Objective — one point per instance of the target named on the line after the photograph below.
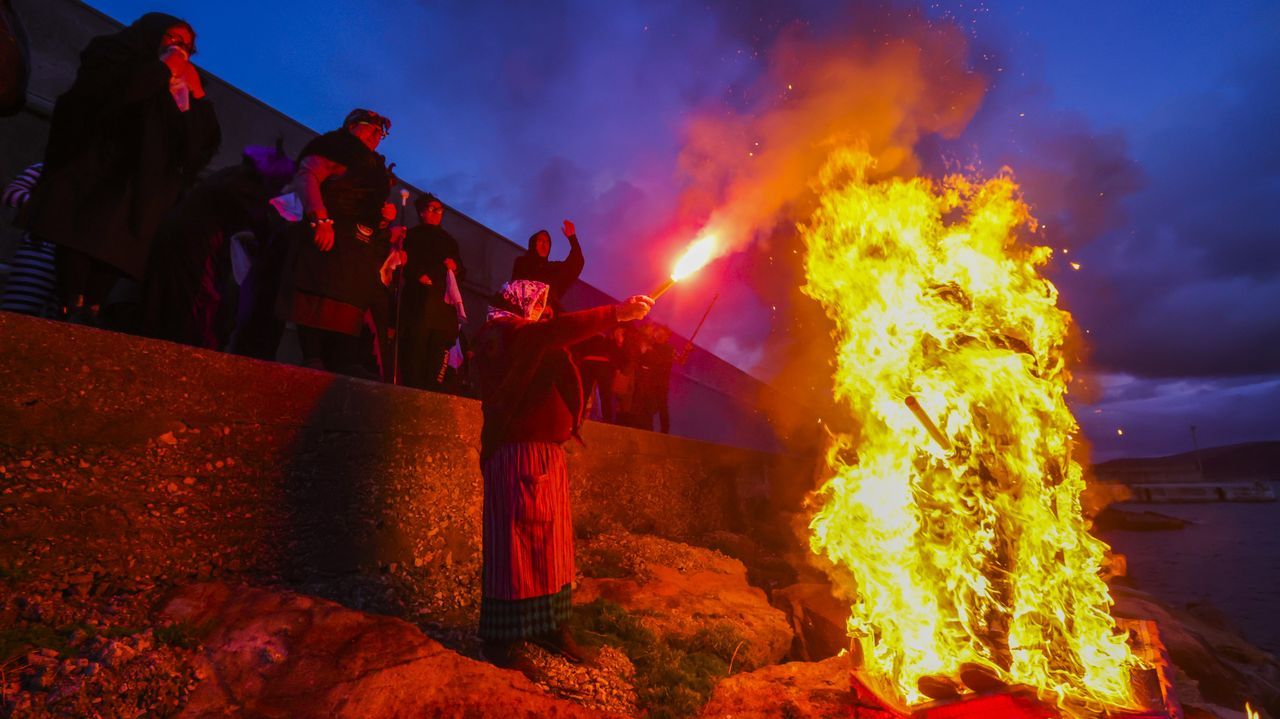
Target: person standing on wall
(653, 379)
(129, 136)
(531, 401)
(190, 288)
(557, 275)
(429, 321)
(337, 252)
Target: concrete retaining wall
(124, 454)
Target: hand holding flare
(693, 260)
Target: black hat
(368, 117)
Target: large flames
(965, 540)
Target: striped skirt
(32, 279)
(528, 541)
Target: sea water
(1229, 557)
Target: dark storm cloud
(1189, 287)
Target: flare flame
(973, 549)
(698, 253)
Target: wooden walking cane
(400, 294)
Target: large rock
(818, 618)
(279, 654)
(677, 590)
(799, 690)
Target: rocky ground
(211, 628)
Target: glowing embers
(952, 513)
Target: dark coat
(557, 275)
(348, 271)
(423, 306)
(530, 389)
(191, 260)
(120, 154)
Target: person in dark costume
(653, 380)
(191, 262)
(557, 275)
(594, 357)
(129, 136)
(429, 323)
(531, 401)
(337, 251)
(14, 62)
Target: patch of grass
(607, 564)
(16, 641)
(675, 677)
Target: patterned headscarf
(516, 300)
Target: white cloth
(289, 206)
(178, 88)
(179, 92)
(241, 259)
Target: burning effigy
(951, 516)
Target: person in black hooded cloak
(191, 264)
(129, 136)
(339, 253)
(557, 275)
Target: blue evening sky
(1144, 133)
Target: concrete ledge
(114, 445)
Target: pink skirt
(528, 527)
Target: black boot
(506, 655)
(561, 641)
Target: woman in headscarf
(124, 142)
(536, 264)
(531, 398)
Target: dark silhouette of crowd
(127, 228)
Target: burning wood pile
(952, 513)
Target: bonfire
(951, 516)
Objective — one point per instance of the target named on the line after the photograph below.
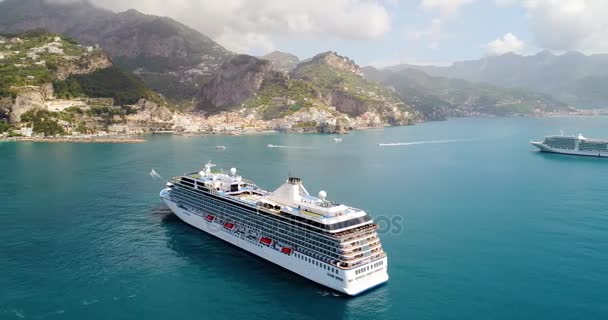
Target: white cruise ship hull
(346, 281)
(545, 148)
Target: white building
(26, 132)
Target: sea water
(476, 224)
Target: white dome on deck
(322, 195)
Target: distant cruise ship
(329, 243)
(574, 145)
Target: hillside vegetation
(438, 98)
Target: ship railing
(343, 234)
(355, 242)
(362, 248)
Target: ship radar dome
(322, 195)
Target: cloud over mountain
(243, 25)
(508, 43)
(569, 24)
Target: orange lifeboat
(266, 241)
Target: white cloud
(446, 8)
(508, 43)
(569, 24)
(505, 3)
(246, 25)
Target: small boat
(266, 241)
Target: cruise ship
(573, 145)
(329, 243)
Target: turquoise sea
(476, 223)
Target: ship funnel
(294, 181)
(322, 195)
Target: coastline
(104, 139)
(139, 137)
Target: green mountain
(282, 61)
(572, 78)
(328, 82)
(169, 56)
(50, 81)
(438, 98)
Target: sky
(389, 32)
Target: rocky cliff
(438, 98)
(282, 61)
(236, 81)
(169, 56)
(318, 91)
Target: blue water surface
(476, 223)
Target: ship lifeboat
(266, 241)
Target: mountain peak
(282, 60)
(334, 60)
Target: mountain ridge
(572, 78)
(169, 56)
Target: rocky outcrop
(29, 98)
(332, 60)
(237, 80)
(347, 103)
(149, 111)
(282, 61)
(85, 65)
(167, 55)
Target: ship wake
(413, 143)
- - -
What to do: Give back the entries verbatim. Do not include any picture.

Response for this exercise:
Objective — one point per instance of the target named on the line after the photograph below.
Target: person standing on wall
(653, 379)
(129, 136)
(531, 401)
(190, 288)
(557, 275)
(429, 321)
(337, 252)
Target: concrete retaining wall
(124, 454)
Target: hand holding flare
(693, 260)
Target: black hat
(368, 117)
Target: large flames
(965, 540)
Target: striped skirt
(32, 279)
(528, 541)
Target: sea water
(1229, 557)
Target: dark storm cloud
(1189, 287)
Target: flare flame
(973, 549)
(698, 253)
Target: wooden walking cane
(400, 294)
Target: large rock
(818, 618)
(279, 654)
(677, 590)
(799, 690)
Target: rocky ground
(211, 628)
Target: glowing embers
(952, 513)
Target: dark coat
(557, 275)
(348, 271)
(423, 306)
(530, 389)
(191, 260)
(120, 154)
Target: person in dark costume
(653, 380)
(191, 262)
(557, 275)
(594, 357)
(129, 136)
(429, 323)
(531, 401)
(337, 251)
(14, 62)
Target: patch of grass
(607, 564)
(16, 641)
(675, 677)
Target: patterned headscarf
(516, 300)
Target: white cloth
(289, 206)
(178, 88)
(179, 92)
(241, 259)
Target: burning effigy
(951, 516)
Target: person in black hooded cloak
(191, 264)
(129, 136)
(339, 253)
(557, 275)
Target: blue evening sky
(1144, 133)
Target: concrete ledge
(114, 445)
Target: pink skirt
(528, 527)
Target: black boot
(506, 655)
(561, 641)
Target: woman in headscarf
(124, 142)
(536, 264)
(531, 398)
Target: dark silhouette of crowd
(127, 228)
Target: burning wood pile
(952, 513)
Target: bonfire
(951, 516)
Objective — one point per instance of the target named on the line after the photograph below.
Target: white cruise ship hull
(346, 281)
(545, 148)
Target: white building
(26, 132)
Target: sea water
(476, 224)
Target: white dome on deck
(322, 195)
Target: distant cruise ship
(329, 243)
(574, 145)
Target: hillside vegetation
(438, 98)
Target: ship railing
(343, 234)
(355, 242)
(362, 248)
Target: ship radar dome
(322, 195)
Target: cloud over mountain
(243, 25)
(508, 43)
(569, 24)
Target: orange lifeboat
(266, 241)
Target: white cloud
(446, 8)
(508, 43)
(569, 24)
(505, 3)
(246, 25)
Target: small boat
(266, 241)
Target: cruise ship
(573, 145)
(329, 243)
Target: turquoise sea
(476, 223)
Target: ship funnel
(294, 181)
(322, 195)
Target: coastline
(104, 139)
(139, 137)
Target: green mountain
(282, 61)
(572, 78)
(328, 82)
(169, 56)
(50, 81)
(438, 98)
Target: sky
(389, 32)
Target: rocky cliff
(438, 98)
(282, 61)
(236, 81)
(169, 56)
(318, 91)
Target: blue water surface
(476, 223)
Target: ship lifeboat
(266, 241)
Target: mountain peak
(282, 60)
(334, 60)
Target: mountain ridge
(572, 78)
(169, 56)
Target: rocky outcrop
(29, 98)
(332, 60)
(237, 80)
(347, 103)
(149, 111)
(282, 61)
(85, 65)
(167, 55)
Target: ship wake
(413, 143)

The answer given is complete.